**Set exercise**
Report each line in the entries below that contains the word "smoothie". Case counts.
:: Record list
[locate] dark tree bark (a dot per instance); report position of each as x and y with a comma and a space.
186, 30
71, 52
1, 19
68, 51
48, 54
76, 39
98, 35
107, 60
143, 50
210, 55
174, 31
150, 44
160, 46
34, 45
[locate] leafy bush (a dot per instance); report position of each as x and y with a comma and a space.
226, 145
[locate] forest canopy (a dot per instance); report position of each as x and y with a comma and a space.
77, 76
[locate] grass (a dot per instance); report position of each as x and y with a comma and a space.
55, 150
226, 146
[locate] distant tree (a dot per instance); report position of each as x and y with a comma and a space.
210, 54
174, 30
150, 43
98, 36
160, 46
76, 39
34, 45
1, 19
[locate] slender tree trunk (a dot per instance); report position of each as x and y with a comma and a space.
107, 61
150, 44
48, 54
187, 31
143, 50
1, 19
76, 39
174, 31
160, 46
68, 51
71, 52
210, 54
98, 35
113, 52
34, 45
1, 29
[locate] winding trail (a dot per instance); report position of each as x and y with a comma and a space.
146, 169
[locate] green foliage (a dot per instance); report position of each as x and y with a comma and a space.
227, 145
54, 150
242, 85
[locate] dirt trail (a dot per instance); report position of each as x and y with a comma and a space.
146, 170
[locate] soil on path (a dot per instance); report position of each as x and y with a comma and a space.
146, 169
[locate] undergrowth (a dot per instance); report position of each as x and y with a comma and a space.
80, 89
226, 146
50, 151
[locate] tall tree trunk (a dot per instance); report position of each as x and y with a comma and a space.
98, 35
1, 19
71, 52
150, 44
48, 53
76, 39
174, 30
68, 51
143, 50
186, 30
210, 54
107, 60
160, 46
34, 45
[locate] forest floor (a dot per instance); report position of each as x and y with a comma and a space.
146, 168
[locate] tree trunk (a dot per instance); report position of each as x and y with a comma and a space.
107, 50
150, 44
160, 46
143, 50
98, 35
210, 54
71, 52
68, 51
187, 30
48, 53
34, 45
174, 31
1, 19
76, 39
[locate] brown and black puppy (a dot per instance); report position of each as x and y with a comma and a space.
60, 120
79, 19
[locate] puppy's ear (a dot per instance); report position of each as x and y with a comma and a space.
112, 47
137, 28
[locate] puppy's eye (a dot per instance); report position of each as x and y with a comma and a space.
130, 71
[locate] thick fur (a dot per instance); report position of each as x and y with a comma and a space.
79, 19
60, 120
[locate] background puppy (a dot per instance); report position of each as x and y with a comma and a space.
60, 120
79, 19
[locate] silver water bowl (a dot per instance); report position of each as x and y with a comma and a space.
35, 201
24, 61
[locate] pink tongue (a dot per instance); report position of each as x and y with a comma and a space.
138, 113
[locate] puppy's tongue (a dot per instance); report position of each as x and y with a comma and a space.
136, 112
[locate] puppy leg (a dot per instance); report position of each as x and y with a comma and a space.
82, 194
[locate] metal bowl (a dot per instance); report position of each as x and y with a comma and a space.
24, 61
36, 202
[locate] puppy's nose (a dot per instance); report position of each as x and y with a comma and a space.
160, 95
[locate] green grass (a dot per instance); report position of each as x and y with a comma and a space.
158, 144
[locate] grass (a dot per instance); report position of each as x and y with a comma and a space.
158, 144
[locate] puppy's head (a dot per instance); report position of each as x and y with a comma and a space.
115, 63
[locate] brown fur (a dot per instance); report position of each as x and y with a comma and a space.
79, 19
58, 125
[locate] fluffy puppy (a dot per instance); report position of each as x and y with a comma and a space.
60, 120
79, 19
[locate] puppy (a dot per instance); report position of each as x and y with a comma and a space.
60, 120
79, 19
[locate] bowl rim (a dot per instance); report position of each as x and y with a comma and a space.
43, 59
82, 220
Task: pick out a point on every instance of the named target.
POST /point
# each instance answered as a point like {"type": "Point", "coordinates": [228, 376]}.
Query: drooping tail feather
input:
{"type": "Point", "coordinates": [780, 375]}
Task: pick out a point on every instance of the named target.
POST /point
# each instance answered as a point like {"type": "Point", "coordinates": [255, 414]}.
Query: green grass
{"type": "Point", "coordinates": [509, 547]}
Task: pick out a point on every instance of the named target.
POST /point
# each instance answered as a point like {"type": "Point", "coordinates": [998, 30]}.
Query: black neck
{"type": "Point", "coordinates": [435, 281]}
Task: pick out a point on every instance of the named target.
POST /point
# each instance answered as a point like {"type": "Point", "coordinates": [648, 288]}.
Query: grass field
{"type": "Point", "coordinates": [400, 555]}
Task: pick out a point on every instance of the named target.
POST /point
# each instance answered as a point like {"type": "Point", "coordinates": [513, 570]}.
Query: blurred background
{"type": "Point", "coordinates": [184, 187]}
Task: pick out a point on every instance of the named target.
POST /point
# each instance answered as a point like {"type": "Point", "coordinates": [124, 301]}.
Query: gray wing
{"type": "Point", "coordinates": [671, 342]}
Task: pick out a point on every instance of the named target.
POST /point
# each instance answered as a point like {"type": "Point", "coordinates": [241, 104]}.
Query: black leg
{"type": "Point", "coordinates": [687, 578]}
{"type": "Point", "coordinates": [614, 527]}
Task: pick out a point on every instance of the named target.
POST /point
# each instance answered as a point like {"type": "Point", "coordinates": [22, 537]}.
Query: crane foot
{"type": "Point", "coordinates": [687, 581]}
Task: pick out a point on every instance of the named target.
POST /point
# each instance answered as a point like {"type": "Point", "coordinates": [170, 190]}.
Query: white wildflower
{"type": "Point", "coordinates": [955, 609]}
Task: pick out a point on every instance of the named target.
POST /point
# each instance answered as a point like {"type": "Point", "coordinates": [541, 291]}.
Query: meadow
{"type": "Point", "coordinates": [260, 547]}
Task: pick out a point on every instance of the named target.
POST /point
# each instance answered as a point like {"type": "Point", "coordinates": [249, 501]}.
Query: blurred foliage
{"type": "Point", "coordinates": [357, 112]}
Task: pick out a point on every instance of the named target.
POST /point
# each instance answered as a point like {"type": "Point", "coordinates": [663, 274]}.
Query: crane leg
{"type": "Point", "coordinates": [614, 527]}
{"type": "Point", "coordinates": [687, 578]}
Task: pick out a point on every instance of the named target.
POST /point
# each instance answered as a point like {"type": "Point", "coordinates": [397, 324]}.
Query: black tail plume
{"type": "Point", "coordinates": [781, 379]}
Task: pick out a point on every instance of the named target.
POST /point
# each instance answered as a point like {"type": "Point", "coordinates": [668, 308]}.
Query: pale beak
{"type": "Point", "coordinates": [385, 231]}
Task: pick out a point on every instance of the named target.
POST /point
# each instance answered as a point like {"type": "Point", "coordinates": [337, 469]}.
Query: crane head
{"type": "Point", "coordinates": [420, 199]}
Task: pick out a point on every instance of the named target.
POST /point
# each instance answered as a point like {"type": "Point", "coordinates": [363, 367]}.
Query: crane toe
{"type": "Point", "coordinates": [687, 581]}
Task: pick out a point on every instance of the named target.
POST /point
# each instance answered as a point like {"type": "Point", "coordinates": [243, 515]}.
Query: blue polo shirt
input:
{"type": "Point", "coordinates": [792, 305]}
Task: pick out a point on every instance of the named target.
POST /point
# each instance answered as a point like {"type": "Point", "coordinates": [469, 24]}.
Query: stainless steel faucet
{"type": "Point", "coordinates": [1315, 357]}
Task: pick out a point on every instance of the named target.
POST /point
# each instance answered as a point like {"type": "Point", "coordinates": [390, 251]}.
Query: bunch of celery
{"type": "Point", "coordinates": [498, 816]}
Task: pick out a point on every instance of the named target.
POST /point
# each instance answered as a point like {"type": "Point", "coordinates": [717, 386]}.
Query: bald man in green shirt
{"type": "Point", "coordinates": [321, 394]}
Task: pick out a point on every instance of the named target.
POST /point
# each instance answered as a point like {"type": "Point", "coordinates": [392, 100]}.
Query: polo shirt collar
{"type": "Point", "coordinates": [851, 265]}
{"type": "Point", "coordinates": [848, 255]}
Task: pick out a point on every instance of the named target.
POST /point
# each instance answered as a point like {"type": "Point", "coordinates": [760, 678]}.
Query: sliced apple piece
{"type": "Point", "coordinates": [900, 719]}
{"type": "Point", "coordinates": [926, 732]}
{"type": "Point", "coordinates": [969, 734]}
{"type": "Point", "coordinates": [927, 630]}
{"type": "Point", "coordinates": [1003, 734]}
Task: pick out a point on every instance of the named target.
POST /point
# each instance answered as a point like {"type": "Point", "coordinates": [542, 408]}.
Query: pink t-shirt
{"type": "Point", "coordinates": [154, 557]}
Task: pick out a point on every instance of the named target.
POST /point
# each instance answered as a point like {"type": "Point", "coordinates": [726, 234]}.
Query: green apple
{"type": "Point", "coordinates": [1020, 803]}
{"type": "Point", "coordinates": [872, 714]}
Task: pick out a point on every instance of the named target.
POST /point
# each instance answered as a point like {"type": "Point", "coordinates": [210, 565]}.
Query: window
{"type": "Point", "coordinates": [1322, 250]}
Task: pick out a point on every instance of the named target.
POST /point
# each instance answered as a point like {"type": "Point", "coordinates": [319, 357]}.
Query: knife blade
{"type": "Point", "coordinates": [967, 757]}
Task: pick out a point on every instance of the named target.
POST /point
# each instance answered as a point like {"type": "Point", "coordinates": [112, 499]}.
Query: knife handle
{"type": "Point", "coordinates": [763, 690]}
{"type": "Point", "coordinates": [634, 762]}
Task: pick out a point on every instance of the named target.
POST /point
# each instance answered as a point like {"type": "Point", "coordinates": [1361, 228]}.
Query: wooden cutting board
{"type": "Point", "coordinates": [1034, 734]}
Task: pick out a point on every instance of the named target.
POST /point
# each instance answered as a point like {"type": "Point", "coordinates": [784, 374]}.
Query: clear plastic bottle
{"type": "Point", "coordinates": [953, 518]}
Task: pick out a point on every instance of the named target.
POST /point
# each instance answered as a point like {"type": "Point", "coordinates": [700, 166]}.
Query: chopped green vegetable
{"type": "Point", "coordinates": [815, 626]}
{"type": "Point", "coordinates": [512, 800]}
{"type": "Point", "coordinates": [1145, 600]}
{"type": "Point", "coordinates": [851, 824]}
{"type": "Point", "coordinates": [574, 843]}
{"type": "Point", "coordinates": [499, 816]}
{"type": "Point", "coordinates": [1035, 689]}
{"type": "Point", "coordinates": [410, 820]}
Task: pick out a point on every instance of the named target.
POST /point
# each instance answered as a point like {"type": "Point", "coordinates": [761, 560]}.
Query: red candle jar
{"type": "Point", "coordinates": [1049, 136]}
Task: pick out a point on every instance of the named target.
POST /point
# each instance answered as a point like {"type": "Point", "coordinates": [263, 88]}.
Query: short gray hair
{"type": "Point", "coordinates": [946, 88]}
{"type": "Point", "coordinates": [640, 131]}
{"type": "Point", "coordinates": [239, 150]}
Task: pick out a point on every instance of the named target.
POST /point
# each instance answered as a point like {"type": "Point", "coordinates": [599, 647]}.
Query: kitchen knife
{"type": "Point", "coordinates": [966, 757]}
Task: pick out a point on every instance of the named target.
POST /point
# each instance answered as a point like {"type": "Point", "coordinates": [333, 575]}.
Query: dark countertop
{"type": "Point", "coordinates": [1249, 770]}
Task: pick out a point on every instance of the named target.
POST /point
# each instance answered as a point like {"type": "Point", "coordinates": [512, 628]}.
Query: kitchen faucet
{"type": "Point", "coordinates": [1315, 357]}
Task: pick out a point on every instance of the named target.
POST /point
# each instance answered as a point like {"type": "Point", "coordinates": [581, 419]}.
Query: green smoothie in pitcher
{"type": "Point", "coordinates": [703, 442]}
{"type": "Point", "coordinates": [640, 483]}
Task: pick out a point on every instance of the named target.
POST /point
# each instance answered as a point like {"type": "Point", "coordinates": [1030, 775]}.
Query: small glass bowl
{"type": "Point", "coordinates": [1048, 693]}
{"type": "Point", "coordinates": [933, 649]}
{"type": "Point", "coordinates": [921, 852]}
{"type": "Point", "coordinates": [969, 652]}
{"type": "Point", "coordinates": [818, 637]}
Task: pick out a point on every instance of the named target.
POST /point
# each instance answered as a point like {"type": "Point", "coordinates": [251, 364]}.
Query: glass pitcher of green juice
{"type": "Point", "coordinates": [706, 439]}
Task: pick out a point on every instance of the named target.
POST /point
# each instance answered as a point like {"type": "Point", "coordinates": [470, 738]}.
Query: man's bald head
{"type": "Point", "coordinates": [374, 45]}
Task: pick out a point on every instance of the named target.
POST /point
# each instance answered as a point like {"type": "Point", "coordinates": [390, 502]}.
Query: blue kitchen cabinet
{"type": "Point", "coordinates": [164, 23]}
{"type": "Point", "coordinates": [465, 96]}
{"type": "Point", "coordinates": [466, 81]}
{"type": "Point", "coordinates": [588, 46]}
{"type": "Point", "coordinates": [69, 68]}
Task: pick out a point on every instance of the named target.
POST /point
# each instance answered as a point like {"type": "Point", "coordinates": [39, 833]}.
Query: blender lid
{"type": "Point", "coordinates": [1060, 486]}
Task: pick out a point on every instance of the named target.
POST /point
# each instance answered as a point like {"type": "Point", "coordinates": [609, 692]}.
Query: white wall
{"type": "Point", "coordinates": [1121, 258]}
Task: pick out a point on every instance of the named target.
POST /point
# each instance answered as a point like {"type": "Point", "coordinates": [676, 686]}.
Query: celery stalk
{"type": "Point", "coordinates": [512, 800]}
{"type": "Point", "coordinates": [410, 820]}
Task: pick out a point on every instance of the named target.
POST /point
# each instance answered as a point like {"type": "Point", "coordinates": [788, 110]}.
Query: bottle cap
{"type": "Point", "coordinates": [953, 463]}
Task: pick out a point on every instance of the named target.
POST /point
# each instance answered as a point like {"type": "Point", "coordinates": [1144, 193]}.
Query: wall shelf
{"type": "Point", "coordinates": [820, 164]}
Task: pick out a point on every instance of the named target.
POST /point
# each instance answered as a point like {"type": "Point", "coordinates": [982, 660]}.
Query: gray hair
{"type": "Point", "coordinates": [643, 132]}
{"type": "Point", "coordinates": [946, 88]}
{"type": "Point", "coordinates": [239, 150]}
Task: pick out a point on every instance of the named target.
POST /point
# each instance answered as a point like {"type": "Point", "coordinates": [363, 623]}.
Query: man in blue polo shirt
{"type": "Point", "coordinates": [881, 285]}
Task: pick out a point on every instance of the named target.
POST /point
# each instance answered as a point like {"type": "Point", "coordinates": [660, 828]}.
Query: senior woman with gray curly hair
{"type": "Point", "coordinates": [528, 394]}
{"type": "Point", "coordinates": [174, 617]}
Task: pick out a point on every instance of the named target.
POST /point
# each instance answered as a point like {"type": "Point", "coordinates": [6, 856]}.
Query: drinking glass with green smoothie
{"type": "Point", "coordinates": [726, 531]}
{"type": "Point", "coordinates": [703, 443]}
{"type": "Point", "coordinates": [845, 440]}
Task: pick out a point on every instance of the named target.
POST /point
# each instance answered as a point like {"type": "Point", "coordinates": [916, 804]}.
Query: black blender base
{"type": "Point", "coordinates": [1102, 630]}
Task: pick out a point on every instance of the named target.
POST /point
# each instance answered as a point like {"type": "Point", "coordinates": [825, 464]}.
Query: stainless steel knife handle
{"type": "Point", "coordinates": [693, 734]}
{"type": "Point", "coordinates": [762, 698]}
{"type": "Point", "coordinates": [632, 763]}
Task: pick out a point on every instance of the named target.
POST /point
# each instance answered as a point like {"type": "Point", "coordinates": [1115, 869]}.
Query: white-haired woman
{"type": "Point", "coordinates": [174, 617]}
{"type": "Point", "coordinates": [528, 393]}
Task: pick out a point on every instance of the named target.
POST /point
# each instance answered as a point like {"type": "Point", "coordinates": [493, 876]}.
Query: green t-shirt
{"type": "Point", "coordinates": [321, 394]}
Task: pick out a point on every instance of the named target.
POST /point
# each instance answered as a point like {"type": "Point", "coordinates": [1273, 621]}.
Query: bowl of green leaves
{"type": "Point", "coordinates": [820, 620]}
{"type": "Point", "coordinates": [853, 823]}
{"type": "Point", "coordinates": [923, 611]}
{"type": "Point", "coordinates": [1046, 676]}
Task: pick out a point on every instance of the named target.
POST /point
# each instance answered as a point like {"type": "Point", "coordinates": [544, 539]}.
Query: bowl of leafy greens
::::
**Output below**
Query: green smoothie in pitcher
Query: drinking glass with green smoothie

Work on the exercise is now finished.